SUPPLIED MATERIAL:

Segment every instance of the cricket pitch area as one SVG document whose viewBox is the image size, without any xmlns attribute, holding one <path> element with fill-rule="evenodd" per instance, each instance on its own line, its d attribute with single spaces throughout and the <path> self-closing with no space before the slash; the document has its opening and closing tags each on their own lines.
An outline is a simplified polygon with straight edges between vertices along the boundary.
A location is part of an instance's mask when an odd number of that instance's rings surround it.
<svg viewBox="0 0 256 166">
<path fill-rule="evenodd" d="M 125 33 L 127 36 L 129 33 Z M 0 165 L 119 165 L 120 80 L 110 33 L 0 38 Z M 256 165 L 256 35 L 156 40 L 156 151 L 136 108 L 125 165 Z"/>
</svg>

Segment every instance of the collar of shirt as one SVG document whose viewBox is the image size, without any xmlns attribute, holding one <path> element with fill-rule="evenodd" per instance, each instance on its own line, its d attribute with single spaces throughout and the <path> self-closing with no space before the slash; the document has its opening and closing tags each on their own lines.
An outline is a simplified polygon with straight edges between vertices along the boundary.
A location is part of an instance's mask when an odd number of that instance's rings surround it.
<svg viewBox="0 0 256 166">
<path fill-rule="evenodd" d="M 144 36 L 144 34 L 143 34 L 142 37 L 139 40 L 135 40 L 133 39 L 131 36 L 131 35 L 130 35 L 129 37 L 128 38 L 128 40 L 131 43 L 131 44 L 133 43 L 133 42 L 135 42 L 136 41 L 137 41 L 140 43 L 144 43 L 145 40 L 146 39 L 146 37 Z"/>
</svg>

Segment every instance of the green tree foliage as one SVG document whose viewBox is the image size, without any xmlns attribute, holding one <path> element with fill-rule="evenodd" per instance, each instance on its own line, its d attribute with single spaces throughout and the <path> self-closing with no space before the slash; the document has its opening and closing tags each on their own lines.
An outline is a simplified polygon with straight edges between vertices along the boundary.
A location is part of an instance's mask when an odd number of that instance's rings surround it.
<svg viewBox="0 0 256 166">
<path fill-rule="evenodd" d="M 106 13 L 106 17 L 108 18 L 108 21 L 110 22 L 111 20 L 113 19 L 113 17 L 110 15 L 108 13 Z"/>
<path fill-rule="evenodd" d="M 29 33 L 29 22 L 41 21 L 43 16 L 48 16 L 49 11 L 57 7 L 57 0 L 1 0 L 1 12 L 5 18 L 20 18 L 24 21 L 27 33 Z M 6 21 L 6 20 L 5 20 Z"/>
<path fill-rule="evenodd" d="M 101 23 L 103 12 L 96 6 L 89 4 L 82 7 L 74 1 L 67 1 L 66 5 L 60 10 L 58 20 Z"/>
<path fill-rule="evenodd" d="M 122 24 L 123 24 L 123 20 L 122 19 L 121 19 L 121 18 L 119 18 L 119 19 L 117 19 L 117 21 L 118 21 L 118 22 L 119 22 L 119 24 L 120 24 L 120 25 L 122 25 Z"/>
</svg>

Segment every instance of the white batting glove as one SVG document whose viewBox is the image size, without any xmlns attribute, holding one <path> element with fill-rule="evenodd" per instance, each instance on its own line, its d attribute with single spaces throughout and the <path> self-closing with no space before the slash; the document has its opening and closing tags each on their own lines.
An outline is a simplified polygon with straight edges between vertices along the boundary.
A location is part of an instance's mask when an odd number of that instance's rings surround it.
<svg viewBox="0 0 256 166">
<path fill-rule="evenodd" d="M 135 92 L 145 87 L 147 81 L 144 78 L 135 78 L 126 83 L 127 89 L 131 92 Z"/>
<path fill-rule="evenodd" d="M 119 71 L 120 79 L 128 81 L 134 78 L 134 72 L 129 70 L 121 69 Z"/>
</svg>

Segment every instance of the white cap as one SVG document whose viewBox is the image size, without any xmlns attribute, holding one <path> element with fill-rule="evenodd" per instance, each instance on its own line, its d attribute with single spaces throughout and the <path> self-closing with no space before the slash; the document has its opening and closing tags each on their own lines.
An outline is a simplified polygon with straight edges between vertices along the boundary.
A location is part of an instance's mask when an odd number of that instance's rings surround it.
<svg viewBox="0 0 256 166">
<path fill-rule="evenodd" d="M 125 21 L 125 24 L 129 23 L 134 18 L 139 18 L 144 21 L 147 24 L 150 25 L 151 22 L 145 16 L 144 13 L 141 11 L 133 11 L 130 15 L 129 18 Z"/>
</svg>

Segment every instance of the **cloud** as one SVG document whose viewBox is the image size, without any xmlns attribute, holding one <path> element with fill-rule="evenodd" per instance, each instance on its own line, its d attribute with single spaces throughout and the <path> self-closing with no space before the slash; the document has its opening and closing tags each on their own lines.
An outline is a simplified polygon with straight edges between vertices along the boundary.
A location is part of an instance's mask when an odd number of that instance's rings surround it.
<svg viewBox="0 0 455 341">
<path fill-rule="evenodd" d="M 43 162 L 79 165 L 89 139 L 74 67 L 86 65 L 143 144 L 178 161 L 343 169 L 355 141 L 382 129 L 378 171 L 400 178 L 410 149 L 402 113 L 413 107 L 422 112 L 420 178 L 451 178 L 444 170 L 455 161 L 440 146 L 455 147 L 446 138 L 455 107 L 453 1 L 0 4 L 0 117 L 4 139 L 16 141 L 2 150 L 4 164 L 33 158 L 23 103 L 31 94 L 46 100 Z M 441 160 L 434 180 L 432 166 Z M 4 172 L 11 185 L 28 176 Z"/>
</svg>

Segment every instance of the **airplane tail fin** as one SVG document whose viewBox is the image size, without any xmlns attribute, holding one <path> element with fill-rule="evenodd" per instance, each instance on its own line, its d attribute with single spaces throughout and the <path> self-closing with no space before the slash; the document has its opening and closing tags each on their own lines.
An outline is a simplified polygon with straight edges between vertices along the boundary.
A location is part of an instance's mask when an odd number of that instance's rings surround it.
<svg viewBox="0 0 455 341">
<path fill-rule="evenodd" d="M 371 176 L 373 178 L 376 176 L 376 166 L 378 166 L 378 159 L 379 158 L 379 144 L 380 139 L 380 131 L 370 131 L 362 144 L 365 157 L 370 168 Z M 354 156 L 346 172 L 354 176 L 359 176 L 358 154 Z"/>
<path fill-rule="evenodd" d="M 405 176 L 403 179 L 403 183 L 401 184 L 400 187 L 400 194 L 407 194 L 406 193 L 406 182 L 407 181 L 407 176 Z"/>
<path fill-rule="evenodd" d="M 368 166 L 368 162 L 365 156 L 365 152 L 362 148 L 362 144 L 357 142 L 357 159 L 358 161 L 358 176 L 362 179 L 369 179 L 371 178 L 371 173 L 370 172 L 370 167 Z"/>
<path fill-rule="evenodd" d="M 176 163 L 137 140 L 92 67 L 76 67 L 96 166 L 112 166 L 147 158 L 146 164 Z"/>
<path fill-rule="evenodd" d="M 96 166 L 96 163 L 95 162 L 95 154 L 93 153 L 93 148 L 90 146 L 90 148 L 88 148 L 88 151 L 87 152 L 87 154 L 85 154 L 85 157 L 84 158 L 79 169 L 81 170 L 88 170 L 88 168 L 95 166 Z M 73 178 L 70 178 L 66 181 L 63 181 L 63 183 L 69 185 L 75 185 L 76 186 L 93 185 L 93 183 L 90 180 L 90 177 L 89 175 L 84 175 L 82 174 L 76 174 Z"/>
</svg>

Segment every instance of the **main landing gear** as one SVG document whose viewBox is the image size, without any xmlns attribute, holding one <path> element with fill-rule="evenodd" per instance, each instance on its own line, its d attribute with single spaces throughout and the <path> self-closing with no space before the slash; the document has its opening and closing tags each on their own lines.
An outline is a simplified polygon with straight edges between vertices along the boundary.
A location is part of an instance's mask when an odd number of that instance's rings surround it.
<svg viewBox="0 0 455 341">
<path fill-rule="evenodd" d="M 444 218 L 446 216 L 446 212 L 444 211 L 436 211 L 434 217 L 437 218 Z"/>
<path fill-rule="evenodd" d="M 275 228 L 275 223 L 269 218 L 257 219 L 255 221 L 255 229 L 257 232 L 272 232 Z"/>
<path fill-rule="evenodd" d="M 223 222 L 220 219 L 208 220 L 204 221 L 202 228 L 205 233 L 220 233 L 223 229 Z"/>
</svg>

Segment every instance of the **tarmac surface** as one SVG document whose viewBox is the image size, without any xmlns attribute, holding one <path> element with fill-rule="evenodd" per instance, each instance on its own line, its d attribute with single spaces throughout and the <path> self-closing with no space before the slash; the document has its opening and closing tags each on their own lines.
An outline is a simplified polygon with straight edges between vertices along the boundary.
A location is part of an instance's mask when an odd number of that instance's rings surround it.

REQUIREMENT: Revise the lines from the beginning through the one containing "125 33 L 127", putting "cricket field" in place of "cricket pitch area" and leaving everything else as it is. Return only those lines.

EXERCISE SOLUTION:
Segment every instance of the cricket field as one SVG document whose viewBox is the image size, without any xmlns attribute, holding one <path> element with fill-rule="evenodd" per instance, each instance on its own line, its d attribute with single spaces throughout and the <path> self-closing with no space before the slash; the document has its opening and closing tags each on their own lines.
An outline is a simplified polygon with straight edges between vertices along the boundary.
A location is part of an instance's mask when an odd number of that instance's rings surround it.
<svg viewBox="0 0 256 166">
<path fill-rule="evenodd" d="M 125 33 L 127 36 L 129 33 Z M 0 165 L 119 165 L 120 80 L 110 33 L 0 38 Z M 256 165 L 256 35 L 156 40 L 156 151 L 136 108 L 125 165 Z"/>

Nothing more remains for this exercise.